PROVIDED RECORDS:

◇ ◇ ◇ ◇ ◇ ◇ ◇

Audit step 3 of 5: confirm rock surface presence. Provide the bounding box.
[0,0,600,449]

◇ ◇ ◇ ◇ ◇ ◇ ◇

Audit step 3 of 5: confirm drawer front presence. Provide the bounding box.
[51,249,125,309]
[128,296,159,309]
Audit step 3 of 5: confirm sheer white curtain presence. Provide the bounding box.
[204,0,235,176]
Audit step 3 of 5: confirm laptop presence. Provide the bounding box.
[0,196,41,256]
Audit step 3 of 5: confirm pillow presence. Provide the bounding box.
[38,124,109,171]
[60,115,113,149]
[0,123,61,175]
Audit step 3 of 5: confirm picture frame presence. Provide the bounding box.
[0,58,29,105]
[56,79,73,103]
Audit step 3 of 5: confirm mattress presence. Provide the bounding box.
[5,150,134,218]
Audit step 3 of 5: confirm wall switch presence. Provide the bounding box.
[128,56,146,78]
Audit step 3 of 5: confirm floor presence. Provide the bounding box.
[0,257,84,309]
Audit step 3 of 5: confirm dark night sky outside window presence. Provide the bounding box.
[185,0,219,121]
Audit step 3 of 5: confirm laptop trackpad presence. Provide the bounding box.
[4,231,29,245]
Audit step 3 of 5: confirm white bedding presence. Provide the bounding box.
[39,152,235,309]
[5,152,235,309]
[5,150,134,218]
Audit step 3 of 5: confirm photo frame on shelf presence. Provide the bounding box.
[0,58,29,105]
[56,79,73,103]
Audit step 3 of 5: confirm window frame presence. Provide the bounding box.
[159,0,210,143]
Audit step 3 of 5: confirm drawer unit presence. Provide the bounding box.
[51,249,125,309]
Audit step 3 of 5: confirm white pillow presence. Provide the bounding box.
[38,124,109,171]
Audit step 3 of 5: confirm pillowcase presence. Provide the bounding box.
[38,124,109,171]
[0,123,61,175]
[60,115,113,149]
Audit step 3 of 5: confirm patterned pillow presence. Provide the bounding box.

◇ ◇ ◇ ◇ ◇ ◇ ◇

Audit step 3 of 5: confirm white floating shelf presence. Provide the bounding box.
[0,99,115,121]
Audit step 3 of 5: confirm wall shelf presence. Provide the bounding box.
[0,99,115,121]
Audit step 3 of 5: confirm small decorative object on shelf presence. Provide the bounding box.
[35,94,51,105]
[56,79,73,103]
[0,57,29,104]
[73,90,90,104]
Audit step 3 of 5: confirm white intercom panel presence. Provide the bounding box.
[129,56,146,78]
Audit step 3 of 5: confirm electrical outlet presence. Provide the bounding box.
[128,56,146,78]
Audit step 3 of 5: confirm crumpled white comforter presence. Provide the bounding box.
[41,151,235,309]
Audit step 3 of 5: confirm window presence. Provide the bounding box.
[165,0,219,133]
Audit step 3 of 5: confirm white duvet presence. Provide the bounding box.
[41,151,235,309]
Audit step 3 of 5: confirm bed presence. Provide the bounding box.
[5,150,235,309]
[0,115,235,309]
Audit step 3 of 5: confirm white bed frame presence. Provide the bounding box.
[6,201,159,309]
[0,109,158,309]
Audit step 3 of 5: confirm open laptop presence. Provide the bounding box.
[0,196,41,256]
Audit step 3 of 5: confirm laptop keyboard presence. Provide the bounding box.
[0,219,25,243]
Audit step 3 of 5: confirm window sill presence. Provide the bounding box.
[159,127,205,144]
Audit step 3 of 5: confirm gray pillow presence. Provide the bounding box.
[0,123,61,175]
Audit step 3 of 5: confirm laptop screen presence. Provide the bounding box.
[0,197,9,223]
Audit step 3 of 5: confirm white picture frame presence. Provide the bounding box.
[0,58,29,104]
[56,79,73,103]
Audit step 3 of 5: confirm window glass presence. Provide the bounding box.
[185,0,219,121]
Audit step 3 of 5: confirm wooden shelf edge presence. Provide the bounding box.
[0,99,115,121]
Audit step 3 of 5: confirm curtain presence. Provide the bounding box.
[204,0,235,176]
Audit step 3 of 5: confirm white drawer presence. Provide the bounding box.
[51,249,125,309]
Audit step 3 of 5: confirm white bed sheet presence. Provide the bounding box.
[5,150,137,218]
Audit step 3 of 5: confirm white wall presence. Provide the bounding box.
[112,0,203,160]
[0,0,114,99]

◇ ◇ ◇ ◇ ◇ ◇ ◇

TASK INSTRUCTIONS:
Convert the data from the line containing "Audit step 3 of 5: confirm white drawer" through the line containing "[0,0,114,99]" into a two-column CSV with the headers request and answer, with one row per request. Put each request's text and its full answer in single quoted fields, and replace any line breaks with spaces.

WORKED SOLUTION:
request,answer
"Audit step 3 of 5: confirm white drawer presence. Provide the bounding box.","[51,249,125,309]"
"Audit step 3 of 5: confirm white bed sheet presence. Provide the bounding box.","[5,150,137,218]"
"Audit step 3 of 5: confirm white wall presence. Provide the bounding box.","[112,0,203,160] [0,0,114,99]"